Short task 1: Output the section of the summary judgment passage that begins with the words containing "Once the moving" and ends with "Civ. P. 56(e).", copied verbatim.

Text extract:
◆ ◆ ◆

Once the moving party has met this burden, the opposing party "'must do more than simply show that there is some metaphysical doubt as to the material facts. . . . [T]he nonmoving party must come forward with specific facts showing that there is a genuine issue for trial.'" Caldarola v. Calabrese, 298 F.3d 156, 160 (2d Cir. 2002) (quoting Matsushita, 475 U.S. at 586-87 (emphasis in original)). "If a party fails to properly support an assertion of fact or fails to properly address another party's assertion of fact as required by Rule 56(c), the court may . . . grant summary judgment if the motion and supporting materials — including the facts considered undisputed — show that the movant is entitled to it." Fed. R. Civ. P. 56(e).

◆ ◆ ◆

Material shown:
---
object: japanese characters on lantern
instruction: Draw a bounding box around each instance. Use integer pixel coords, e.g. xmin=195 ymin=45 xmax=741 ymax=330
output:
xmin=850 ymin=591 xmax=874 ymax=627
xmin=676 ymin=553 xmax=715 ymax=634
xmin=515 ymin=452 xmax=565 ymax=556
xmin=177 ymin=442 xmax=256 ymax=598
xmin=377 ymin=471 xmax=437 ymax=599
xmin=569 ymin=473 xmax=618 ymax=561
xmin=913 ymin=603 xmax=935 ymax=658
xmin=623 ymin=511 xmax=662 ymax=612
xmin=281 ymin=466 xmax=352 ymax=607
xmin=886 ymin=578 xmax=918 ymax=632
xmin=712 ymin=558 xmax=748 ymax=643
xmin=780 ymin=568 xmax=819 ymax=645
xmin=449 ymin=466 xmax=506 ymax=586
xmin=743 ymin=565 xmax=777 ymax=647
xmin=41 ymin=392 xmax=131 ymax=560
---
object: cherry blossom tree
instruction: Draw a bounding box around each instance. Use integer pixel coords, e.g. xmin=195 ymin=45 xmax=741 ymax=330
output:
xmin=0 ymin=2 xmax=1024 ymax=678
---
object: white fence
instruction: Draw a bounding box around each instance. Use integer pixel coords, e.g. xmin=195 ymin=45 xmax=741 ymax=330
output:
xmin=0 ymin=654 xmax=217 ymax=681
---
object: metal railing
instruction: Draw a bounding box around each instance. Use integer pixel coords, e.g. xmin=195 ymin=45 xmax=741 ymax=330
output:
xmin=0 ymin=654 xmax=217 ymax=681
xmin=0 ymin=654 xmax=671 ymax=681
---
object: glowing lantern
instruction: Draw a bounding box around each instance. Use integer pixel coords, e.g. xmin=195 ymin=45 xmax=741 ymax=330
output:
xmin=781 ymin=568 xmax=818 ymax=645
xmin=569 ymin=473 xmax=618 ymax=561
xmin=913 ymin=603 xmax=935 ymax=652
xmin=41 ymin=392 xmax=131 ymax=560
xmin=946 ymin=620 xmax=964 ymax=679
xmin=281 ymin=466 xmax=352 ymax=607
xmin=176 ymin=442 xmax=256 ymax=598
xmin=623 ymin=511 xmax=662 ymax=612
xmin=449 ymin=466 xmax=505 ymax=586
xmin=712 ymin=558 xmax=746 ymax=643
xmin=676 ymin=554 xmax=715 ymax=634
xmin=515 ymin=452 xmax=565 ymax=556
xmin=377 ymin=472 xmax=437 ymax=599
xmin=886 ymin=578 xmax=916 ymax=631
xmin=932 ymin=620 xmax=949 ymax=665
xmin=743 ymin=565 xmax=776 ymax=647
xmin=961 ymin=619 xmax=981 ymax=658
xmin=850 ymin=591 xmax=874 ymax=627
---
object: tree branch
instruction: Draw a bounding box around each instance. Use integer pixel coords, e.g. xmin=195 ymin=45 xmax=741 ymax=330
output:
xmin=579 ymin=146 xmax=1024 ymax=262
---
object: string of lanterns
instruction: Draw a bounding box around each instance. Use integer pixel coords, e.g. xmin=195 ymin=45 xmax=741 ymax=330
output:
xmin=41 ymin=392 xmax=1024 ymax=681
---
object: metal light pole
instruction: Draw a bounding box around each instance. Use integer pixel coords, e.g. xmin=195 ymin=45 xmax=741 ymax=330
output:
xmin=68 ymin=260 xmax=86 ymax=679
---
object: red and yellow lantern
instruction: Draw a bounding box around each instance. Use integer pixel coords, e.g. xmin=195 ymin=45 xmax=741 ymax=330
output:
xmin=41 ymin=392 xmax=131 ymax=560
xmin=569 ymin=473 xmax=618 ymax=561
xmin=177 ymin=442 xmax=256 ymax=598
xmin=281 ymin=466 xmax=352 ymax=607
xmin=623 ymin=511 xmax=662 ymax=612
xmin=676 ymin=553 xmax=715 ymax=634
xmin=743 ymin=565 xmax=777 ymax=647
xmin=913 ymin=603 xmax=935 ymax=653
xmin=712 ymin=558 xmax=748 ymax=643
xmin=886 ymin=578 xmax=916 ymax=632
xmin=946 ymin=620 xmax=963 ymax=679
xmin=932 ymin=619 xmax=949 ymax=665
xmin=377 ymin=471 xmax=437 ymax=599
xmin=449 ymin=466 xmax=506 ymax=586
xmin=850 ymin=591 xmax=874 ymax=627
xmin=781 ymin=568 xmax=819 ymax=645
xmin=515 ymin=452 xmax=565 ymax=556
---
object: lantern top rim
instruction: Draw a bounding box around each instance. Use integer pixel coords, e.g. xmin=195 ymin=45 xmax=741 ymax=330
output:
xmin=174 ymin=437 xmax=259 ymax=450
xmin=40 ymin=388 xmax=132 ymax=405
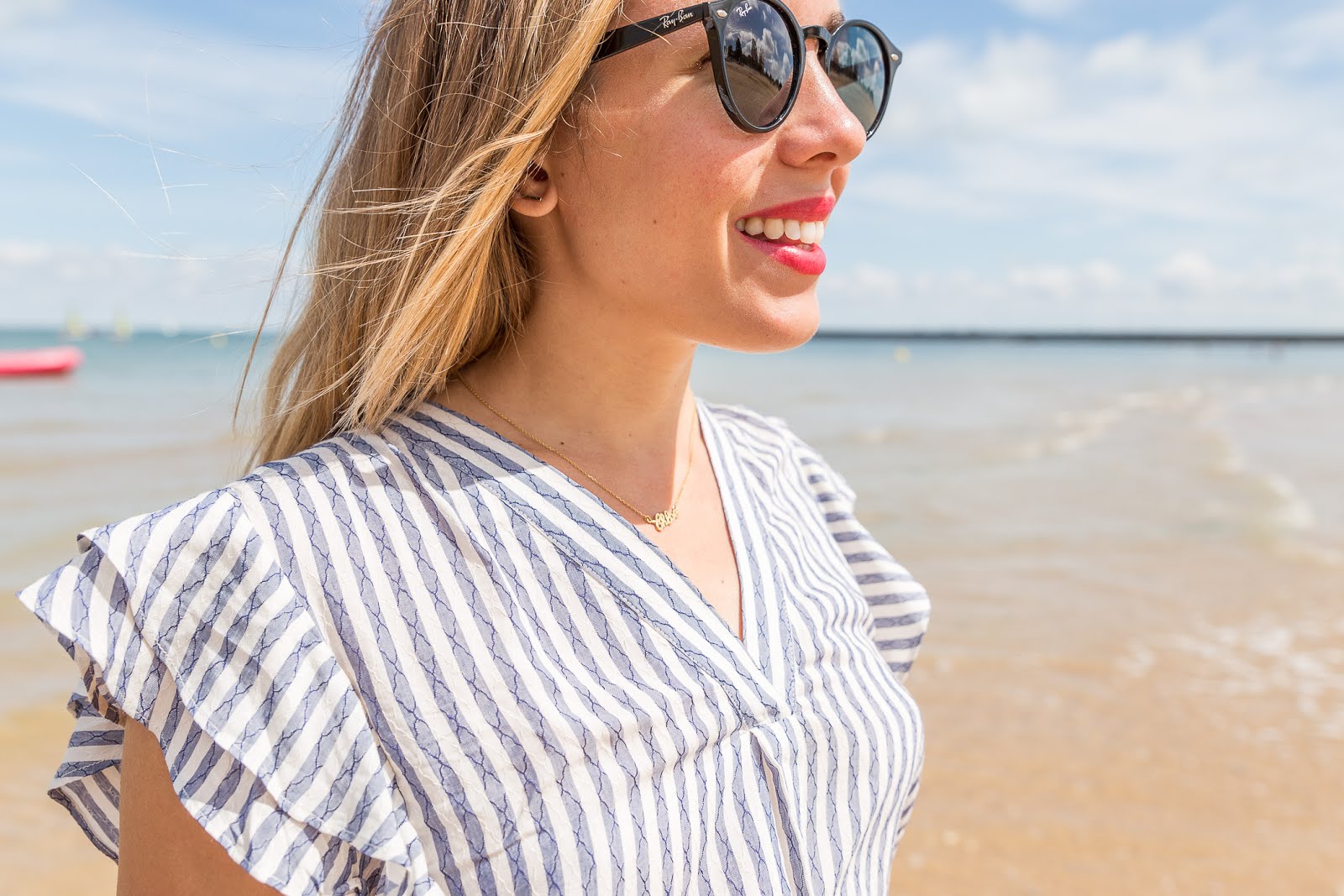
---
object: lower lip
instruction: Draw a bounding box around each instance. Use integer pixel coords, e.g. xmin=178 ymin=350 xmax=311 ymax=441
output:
xmin=732 ymin=227 xmax=827 ymax=277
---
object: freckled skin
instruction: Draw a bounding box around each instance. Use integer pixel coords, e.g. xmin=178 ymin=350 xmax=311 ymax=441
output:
xmin=515 ymin=0 xmax=865 ymax=359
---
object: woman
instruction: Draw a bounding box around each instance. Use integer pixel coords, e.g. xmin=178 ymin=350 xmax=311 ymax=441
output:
xmin=20 ymin=0 xmax=929 ymax=896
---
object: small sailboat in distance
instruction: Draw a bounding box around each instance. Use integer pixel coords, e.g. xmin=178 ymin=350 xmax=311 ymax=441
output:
xmin=0 ymin=345 xmax=83 ymax=378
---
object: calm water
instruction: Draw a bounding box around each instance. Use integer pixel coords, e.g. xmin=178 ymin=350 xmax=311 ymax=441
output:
xmin=0 ymin=334 xmax=1344 ymax=893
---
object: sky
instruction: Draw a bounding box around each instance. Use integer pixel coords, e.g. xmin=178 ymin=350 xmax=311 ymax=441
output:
xmin=0 ymin=0 xmax=1344 ymax=333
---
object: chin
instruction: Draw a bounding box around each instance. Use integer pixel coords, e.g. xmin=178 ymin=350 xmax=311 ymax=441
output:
xmin=706 ymin=287 xmax=822 ymax=354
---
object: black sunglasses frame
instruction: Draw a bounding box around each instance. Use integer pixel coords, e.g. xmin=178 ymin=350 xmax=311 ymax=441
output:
xmin=593 ymin=0 xmax=905 ymax=139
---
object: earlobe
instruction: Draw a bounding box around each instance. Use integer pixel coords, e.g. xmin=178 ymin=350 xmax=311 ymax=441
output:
xmin=509 ymin=163 xmax=555 ymax=217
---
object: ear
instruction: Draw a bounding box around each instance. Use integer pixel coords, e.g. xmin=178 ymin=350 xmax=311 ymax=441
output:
xmin=509 ymin=159 xmax=559 ymax=217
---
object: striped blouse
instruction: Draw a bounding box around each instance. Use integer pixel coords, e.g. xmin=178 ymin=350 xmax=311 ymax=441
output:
xmin=18 ymin=398 xmax=930 ymax=896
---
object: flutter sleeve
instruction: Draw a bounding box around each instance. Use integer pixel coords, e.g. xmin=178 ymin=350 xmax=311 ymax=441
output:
xmin=18 ymin=490 xmax=412 ymax=896
xmin=771 ymin=417 xmax=932 ymax=684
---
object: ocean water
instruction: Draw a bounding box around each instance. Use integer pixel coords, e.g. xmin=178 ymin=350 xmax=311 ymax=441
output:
xmin=0 ymin=333 xmax=1344 ymax=893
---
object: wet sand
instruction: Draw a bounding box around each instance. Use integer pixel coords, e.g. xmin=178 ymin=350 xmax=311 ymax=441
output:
xmin=892 ymin=537 xmax=1344 ymax=896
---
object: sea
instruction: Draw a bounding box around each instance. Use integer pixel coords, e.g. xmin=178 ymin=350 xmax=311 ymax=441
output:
xmin=0 ymin=332 xmax=1344 ymax=896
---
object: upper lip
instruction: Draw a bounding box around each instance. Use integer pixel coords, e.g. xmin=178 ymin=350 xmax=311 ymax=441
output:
xmin=738 ymin=196 xmax=836 ymax=222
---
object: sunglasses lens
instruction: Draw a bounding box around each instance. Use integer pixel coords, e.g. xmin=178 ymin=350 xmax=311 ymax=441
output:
xmin=831 ymin=24 xmax=887 ymax=130
xmin=723 ymin=0 xmax=797 ymax=128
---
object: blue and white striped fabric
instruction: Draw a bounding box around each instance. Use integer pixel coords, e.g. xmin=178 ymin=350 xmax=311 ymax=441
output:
xmin=18 ymin=399 xmax=930 ymax=896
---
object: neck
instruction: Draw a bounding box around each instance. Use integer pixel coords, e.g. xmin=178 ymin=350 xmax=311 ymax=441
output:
xmin=437 ymin=294 xmax=697 ymax=505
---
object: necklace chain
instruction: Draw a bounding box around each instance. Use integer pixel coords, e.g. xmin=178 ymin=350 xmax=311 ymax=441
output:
xmin=457 ymin=376 xmax=699 ymax=532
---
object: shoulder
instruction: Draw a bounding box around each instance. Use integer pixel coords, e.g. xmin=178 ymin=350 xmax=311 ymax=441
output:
xmin=18 ymin=440 xmax=414 ymax=894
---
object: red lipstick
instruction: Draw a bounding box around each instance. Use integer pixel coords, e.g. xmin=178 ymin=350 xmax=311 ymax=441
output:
xmin=732 ymin=227 xmax=827 ymax=277
xmin=738 ymin=196 xmax=836 ymax=222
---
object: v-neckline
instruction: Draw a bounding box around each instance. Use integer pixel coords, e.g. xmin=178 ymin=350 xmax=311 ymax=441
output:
xmin=413 ymin=395 xmax=764 ymax=652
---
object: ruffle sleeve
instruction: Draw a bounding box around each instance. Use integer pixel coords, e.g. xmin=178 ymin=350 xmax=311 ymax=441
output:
xmin=770 ymin=417 xmax=932 ymax=684
xmin=18 ymin=490 xmax=412 ymax=896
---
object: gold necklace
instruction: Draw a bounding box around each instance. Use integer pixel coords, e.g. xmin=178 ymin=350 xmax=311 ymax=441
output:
xmin=457 ymin=376 xmax=701 ymax=532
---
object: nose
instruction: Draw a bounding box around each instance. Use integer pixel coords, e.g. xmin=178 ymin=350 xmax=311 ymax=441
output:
xmin=781 ymin=36 xmax=869 ymax=164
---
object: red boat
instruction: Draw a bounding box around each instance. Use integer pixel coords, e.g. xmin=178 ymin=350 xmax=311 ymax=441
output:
xmin=0 ymin=345 xmax=83 ymax=376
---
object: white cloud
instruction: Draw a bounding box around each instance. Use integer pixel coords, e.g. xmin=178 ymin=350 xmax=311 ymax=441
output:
xmin=0 ymin=0 xmax=70 ymax=29
xmin=822 ymin=242 xmax=1344 ymax=333
xmin=0 ymin=240 xmax=282 ymax=329
xmin=0 ymin=0 xmax=351 ymax=139
xmin=871 ymin=4 xmax=1344 ymax=224
xmin=1003 ymin=0 xmax=1082 ymax=18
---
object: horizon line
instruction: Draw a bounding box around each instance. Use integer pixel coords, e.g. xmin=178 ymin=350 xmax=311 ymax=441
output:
xmin=0 ymin=325 xmax=1344 ymax=343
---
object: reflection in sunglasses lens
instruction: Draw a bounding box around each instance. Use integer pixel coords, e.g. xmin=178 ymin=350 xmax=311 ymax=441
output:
xmin=723 ymin=0 xmax=795 ymax=128
xmin=831 ymin=25 xmax=887 ymax=130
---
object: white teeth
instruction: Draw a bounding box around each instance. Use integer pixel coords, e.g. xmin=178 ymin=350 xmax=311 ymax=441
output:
xmin=735 ymin=217 xmax=827 ymax=246
xmin=735 ymin=217 xmax=827 ymax=246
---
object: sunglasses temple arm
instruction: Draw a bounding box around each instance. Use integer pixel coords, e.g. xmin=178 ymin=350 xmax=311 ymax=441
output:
xmin=593 ymin=3 xmax=710 ymax=62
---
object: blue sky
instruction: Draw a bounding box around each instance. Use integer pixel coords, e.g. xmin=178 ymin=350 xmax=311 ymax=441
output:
xmin=0 ymin=0 xmax=1344 ymax=332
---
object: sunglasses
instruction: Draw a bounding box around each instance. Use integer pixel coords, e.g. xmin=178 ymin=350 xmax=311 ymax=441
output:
xmin=593 ymin=0 xmax=902 ymax=137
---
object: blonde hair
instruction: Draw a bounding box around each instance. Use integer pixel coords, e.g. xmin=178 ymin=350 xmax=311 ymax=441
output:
xmin=239 ymin=0 xmax=622 ymax=464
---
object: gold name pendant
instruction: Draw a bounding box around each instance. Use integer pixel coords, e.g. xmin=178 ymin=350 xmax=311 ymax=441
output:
xmin=643 ymin=508 xmax=676 ymax=532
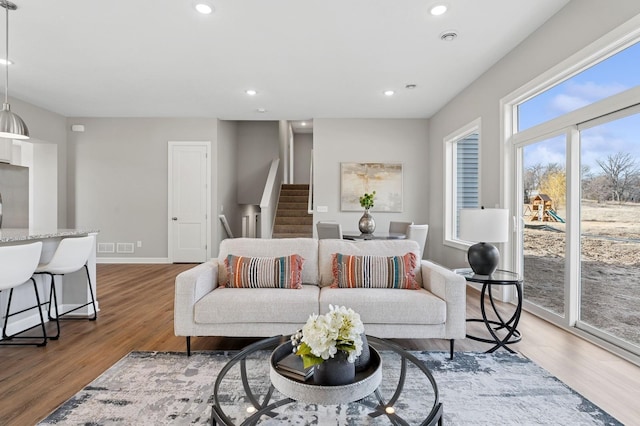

◆ ◆ ◆

Short task 2: Pull out every line in the records above that contains the string "sleeve", treating uppercase and lowercase as distinct, and copy each line verbatim.

Written solution 1:
Once the moving party has met this burden, the opposing party "'must do more than simply show that there is some metaphysical doubt as to the material facts. . . . [T]he nonmoving party must come forward with specific facts showing that there is a genuine issue for trial.'" Caldarola v. Calabrese, 298 F.3d 156, 160 (2d Cir. 2002) (quoting Matsushita, 475 U.S. at 586-87 (emphasis in original)). "If a party fails to properly support an assertion of fact or fails to properly address another party's assertion of fact as required by Rule 56(c), the court may . . . grant summary judgment if the motion and supporting materials — including the facts considered undisputed — show that the movant is entitled to it." Fed. R. Civ. P. 56(e).

Written solution 2:
object: flutter sleeve
object: ruffle sleeve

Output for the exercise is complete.